§ DOKUMEN:
Tubuh sering dipandang sebagai cara untuk menampilkan kekuatan, energi, dan keindahan manusia. Namun, secara bersamaan, tubuh juga didematerialisasikan oleh beragam cara bahwa arti penting simbolisnya lebih diprioritaskan di atas keberadaan fisiknya, seperti dalam dunia fotografi dan dunia politik.

Namun, sering kali potret-potret tidak menggambarkan tubuh yang sebenarnya, tetapi hanya sebuah versi idealisasi dari obyek yang dipotret. Hal ini disebabkan tubuh sebagai obyek fisik rentan terhadap perubahan, penjajahan, dan eksploitasi, misalnya dimodifikasi oleh sejumlah faktor, seperti lingkungan ataupun rekayasa. Ketika problem gaya hidup kapitalisme bermutasi dalam tubuh kebudayaan, yang dituduh biang keladinya adalah logos spermatikos. Sering diingatkan bahwa godaan bagi pemimpin adalah harta, takhta, dan wanita. Menilik kasus-kasus korupsi yang tengah ditangani KPK, begitu banyak godaan itu yang terkait, baik sebagai modus mistifikasi, modus pencucian uang, maupun lainnya.

Ketika seni dan estetika tidak mampu mengontrol materialitas tubuh, ilmu pengetahuan [dan khususnya ilmu kedokteran] juga tidak berhasil dalam menjelaskan tubuh dengan cara yang rasional. Mereka tidak mampu menjelaskan pendekatan tubuh yang berkaitan dengan mistis, mitos, magis, dan fantasi. Kaitan antara wacana medis dan wacana mitologis juga dikuatkan oleh sikap-sikap untuk membedah terputusnya batas-batas ragawi. Tema semacam ini telah muncul sejak zaman dahulu dalam ranah naratif, misalnya fenomena kerasukan terhadap tubuh individu oleh jin, setan, dan alien. Hal ini membuat manusia merasa gelisah dan tidak aman dengan bingkai fisiknya.

Terdapat sebuah tulisan-tulisan yang menjelaskan hubungan antara tubuh dan ilmu pengetahuan, yang telah mencurahkan perhatian pada sikap atau budaya terkait dengan makanan. Dalam konteks ini berkaitan dengan kesehatan dan kebugaran ataupun citra simbolisme dandanan serta pakaian. Perubahan sikap terhadap tubuh tidak dapat dipisahkan dari perubahan dalam pendekatan budaya.

§ PERINTAH 1:
Salin tanpa perubahan bagian teks tentang tubuh yang diawali kata-kata "Ketika seni dan" dan diakhiri "dengan bingkai fisiknya.".
Teks di atas tidak ada hubungannya dengan catatan yang menyusul.

§ DATA MENTAH:

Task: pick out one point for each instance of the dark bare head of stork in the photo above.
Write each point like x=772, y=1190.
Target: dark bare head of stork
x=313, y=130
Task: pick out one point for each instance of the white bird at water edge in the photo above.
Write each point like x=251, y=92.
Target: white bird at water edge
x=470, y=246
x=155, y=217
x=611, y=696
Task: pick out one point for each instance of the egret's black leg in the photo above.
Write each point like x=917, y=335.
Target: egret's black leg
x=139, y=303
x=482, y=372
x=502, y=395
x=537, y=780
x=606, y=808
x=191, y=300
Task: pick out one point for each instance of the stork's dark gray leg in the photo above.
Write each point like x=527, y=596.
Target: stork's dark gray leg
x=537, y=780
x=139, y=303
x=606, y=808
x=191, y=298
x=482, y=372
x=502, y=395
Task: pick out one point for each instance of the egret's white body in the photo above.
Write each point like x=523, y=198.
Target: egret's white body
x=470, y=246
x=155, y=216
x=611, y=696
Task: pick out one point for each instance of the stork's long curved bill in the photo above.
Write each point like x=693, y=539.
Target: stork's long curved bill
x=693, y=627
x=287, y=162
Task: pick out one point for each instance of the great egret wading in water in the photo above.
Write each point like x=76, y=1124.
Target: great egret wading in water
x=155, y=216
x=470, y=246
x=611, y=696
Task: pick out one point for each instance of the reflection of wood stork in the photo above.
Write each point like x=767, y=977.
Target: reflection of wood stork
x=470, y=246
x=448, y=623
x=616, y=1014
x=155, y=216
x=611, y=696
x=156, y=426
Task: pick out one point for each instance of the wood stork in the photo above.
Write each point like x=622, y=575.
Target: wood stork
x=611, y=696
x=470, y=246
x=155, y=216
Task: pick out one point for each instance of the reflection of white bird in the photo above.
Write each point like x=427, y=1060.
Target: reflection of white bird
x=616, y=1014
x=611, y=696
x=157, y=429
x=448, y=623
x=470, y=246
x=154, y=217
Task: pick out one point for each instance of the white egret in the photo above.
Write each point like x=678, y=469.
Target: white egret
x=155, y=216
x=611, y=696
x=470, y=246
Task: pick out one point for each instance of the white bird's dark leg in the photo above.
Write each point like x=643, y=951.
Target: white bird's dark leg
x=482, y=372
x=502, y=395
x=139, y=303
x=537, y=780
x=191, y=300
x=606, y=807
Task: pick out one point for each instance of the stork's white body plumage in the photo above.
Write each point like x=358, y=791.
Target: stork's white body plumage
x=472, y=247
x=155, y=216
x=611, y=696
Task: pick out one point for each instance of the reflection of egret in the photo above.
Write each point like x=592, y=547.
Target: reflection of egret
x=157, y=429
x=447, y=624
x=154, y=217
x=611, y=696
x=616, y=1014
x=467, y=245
--
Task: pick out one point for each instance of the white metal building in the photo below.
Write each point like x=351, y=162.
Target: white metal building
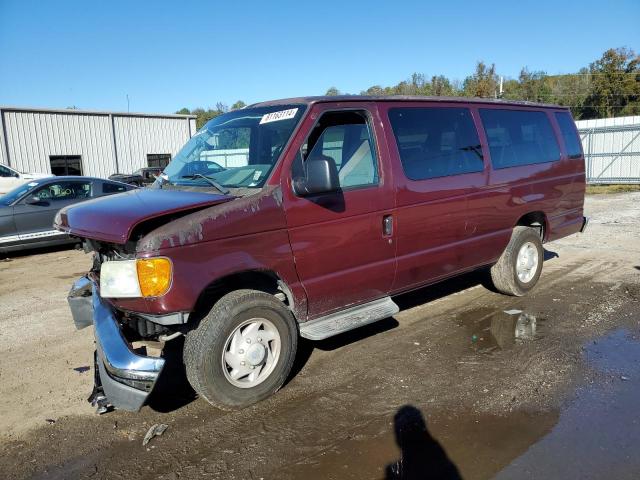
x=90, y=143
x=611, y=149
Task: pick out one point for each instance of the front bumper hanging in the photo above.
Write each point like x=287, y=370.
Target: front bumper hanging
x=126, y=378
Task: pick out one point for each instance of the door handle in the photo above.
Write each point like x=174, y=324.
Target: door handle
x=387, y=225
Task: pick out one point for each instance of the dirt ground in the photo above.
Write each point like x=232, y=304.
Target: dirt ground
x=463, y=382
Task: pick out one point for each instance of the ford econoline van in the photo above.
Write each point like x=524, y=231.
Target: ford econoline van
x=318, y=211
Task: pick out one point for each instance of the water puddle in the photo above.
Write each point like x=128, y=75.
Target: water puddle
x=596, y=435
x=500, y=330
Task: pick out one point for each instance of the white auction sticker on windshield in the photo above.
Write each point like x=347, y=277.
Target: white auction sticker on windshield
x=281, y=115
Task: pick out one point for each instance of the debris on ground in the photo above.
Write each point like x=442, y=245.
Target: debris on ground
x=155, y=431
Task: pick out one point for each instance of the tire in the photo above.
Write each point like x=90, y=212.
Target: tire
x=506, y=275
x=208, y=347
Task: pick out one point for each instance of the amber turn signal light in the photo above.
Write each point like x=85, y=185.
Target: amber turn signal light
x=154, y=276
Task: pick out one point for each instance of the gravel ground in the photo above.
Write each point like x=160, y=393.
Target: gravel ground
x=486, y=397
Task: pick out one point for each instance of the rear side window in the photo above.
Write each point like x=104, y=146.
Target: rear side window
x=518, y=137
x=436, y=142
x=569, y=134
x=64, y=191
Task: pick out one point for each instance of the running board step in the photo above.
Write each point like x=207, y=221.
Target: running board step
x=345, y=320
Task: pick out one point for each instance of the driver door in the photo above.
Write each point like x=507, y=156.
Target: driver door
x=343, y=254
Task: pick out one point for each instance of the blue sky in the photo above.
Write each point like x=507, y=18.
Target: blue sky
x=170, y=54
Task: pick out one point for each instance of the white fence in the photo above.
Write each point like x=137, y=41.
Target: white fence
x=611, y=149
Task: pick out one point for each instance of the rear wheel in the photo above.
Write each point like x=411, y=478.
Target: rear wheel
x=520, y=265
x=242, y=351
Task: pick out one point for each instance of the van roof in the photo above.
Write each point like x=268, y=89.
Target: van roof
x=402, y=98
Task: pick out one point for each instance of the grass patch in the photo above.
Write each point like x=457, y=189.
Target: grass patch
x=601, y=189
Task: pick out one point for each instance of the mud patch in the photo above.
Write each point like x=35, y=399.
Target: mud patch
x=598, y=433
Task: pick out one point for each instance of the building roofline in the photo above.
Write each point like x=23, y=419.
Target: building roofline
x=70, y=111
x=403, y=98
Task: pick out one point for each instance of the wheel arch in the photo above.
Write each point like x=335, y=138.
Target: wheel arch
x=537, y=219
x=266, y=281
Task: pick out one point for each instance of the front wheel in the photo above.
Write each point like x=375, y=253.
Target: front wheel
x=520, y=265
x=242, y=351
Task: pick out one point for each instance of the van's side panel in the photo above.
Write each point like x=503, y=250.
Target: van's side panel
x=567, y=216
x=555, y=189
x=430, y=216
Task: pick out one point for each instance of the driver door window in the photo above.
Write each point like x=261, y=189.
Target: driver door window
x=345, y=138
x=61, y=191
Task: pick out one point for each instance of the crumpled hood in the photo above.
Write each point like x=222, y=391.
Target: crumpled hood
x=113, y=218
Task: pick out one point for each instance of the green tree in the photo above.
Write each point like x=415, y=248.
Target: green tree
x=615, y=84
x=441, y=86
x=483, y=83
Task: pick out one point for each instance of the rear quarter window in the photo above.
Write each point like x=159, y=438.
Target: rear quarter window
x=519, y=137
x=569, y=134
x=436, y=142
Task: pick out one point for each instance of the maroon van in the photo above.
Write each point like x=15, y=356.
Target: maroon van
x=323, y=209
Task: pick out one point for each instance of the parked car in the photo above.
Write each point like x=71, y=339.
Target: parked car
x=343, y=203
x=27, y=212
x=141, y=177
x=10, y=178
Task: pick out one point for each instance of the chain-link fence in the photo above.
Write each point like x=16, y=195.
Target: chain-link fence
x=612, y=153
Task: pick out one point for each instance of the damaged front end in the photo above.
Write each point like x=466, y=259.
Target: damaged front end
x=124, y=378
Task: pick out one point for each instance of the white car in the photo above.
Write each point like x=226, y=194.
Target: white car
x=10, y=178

§ PERINTAH 2:
Tolong tuliskan ulang tanpa perubahan baris-baris catatan yang dimulai dari baris berisi "Task: pick out one point for each instance of the door" dan berakhir pada baris berisi "x=486, y=397", kedua baris itu ikut dan tanpa baris lain.

§ JAWABAN BENAR 1:
Ketika seni dan estetika tidak mampu mengontrol materialitas tubuh, ilmu pengetahuan [dan khususnya ilmu kedokteran] juga tidak berhasil dalam menjelaskan tubuh dengan cara yang rasional. Mereka tidak mampu menjelaskan pendekatan tubuh yang berkaitan dengan mistis, mitos, magis, dan fantasi. Kaitan antara wacana medis dan wacana mitologis juga dikuatkan oleh sikap-sikap untuk membedah terputusnya batas-batas ragawi. Tema semacam ini telah muncul sejak zaman dahulu dalam ranah naratif, misalnya fenomena kerasukan terhadap tubuh individu oleh jin, setan, dan alien. Hal ini membuat manusia merasa gelisah dan tidak aman dengan bingkai fisiknya.

§ JAWABAN BENAR 2:
Task: pick out one point for each instance of the door handle in the photo above.
Write each point like x=174, y=324.
Target: door handle
x=387, y=225
Task: pick out one point for each instance of the dirt ground in the photo above.
Write each point like x=232, y=304.
Target: dirt ground
x=463, y=382
Task: pick out one point for each instance of the ford econoline van in the photo above.
Write each point like x=524, y=231.
Target: ford econoline van
x=318, y=211
Task: pick out one point for each instance of the water puddle in the photo above.
Write each point like x=128, y=75.
Target: water puddle
x=596, y=435
x=500, y=330
Task: pick out one point for each instance of the white auction sticker on windshield in the photo above.
Write each point like x=347, y=277.
Target: white auction sticker on windshield
x=281, y=115
Task: pick out one point for each instance of the debris on ground in the photo above.
Write each point like x=442, y=245.
Target: debris on ground
x=155, y=431
Task: pick out one point for each instance of the tire in the photo above.
Write each point like x=90, y=212.
Target: tire
x=506, y=275
x=208, y=347
Task: pick out one point for each instance of the amber turn signal light in the photo above.
Write each point like x=85, y=185.
Target: amber turn signal light
x=154, y=276
Task: pick out one point for each instance of the gravel ground in the photo above.
Write each point like x=160, y=393.
Target: gravel ground
x=486, y=397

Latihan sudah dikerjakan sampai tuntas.